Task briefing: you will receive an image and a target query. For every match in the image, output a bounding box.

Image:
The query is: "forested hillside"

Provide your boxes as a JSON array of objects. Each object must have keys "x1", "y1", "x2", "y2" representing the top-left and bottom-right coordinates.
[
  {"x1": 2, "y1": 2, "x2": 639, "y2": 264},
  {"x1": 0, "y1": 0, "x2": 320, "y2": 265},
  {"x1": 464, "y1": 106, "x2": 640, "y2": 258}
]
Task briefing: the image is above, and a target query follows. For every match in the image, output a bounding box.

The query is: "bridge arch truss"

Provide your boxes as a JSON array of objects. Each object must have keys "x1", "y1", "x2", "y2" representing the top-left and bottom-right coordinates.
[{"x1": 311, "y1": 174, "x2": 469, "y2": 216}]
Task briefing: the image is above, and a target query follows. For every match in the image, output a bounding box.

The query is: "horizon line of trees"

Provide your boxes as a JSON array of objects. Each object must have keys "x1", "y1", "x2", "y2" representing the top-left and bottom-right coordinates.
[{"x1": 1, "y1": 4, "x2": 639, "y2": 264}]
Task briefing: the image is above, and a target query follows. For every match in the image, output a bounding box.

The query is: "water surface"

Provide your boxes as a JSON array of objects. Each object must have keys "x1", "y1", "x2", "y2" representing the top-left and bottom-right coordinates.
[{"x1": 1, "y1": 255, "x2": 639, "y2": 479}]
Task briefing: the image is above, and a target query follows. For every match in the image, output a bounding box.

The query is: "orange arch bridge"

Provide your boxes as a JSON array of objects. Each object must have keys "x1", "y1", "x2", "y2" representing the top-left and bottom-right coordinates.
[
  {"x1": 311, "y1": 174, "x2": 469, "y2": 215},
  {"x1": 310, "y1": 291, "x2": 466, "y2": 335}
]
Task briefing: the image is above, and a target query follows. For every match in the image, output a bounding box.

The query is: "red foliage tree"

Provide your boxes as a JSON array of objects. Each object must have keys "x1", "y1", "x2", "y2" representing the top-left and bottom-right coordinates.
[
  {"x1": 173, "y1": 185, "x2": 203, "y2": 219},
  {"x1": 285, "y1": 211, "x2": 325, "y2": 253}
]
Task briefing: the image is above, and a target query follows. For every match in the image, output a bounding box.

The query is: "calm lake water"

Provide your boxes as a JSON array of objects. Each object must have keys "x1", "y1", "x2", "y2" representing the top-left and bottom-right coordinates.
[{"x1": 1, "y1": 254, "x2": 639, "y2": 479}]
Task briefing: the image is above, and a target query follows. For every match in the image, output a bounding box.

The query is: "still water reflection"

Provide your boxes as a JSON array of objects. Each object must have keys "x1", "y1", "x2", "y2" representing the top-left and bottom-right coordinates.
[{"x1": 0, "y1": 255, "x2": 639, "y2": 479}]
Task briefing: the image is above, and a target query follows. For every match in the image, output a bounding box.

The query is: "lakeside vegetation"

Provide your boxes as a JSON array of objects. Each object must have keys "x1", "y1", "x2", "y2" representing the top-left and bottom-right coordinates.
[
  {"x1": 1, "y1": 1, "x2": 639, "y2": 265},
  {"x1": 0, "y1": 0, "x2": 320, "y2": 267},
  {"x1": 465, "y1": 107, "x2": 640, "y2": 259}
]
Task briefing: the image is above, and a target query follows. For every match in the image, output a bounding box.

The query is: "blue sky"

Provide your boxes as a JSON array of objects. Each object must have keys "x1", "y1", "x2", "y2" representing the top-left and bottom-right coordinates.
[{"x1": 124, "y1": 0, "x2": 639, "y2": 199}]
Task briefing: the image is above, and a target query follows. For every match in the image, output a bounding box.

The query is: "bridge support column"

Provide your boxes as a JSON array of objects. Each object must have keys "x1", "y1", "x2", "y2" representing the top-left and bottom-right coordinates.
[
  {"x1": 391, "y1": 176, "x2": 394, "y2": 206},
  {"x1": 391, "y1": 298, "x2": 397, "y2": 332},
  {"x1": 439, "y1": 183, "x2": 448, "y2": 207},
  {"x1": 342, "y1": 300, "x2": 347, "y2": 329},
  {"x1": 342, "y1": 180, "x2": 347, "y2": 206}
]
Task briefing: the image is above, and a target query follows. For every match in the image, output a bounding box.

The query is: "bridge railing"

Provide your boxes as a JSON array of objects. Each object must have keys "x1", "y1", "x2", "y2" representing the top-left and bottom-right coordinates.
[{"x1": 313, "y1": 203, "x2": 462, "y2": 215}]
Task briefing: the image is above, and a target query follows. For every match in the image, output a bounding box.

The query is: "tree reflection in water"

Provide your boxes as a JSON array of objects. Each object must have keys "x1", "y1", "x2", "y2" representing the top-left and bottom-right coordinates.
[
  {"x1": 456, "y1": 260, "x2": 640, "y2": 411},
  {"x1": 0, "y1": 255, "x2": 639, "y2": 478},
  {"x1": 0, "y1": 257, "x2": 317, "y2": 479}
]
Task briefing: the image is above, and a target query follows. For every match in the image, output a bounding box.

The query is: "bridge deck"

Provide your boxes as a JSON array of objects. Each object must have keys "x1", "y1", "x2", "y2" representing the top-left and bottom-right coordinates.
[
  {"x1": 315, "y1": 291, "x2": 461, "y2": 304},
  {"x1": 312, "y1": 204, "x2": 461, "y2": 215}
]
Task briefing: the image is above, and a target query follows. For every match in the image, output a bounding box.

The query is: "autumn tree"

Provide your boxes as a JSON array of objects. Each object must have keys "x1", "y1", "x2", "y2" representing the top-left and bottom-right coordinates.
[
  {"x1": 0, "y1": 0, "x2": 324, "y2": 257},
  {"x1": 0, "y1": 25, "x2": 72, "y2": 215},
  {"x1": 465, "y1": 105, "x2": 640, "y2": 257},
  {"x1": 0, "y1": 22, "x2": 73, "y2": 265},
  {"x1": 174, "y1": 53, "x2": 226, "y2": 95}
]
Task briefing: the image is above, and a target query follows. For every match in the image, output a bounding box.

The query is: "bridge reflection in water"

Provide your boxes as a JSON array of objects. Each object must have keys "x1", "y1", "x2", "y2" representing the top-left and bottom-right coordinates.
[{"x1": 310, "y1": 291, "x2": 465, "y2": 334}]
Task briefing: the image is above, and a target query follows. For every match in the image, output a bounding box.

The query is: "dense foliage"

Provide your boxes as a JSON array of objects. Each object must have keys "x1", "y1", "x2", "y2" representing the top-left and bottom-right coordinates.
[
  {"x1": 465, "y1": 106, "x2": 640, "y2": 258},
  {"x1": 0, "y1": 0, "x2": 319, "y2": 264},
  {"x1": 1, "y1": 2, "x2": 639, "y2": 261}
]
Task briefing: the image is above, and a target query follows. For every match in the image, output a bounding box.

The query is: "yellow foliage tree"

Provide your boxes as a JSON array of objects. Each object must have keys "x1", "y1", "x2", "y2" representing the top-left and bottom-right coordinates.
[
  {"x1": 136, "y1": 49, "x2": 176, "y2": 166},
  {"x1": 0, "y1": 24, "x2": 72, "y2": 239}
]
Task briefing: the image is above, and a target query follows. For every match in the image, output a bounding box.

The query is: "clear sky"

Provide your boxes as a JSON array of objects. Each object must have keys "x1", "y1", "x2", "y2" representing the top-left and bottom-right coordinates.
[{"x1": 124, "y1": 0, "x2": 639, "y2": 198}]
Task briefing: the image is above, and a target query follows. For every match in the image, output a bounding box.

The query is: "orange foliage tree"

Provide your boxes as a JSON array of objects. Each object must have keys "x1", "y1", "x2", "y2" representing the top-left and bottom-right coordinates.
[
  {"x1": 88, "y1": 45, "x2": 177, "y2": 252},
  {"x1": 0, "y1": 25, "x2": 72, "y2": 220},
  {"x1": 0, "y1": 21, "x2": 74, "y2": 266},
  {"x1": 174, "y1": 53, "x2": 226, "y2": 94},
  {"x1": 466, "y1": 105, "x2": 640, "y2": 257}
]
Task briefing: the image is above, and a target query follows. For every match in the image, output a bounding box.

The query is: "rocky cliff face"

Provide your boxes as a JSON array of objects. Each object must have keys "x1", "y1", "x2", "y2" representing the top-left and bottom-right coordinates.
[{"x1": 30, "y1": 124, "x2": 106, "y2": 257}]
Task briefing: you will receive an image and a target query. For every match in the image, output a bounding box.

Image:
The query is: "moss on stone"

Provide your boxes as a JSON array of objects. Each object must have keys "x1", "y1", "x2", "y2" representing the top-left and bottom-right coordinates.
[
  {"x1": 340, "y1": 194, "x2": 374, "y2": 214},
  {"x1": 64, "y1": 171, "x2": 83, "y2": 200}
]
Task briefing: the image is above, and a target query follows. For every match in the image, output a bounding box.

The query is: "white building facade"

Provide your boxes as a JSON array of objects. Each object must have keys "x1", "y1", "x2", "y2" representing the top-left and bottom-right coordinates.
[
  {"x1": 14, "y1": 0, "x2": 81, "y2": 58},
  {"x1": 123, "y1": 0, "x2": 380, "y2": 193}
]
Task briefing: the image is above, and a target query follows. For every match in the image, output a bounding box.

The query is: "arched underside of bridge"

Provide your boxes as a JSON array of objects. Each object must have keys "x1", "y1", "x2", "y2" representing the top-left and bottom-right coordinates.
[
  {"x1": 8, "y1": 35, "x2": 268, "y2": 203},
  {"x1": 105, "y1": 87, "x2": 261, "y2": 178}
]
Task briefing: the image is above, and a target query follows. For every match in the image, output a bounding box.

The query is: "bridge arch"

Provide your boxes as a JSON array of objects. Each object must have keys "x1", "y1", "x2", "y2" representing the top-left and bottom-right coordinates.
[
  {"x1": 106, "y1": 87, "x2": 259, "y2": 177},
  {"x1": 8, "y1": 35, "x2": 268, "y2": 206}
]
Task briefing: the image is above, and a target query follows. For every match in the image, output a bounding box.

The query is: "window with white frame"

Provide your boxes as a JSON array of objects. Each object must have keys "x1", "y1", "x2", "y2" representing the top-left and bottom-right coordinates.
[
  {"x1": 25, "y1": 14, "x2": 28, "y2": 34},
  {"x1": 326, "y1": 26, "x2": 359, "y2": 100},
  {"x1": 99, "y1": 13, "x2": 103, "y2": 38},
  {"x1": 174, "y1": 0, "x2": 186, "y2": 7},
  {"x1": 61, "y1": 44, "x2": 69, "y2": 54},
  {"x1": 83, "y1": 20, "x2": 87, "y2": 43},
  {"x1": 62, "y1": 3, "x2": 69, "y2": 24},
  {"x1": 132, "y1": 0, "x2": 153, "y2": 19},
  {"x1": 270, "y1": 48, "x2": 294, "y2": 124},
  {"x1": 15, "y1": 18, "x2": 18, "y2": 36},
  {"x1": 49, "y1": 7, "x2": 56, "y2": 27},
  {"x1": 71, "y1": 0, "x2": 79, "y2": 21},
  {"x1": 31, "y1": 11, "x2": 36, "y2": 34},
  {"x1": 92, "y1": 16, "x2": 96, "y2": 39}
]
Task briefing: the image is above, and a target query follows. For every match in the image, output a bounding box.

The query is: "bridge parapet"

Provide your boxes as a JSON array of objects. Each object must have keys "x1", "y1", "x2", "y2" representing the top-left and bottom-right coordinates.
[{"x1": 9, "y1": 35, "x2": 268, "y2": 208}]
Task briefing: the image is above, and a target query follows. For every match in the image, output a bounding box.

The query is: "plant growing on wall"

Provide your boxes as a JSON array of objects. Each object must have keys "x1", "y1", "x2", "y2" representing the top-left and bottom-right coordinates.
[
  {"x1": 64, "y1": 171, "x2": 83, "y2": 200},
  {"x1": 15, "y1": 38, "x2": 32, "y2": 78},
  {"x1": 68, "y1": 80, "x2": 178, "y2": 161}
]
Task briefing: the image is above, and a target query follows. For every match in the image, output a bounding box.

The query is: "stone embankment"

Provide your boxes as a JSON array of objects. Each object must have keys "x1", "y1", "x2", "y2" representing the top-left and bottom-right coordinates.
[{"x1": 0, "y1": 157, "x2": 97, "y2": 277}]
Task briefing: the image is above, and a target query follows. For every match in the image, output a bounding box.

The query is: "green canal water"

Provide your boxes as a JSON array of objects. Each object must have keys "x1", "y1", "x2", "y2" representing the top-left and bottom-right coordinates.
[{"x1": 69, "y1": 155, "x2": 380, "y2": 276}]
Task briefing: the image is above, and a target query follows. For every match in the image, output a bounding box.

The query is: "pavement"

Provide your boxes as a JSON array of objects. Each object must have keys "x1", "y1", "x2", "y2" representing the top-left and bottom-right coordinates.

────────

__ACTIVITY__:
Go through the listing above, and whenever a line holds the word "water", copy it.

__TASK RESULT__:
The query is: "water surface"
The query is: "calm lake water"
The query is: "still water reflection"
The query is: "tree reflection in water"
The query is: "bridge reflection in water"
The query is: "green canal water"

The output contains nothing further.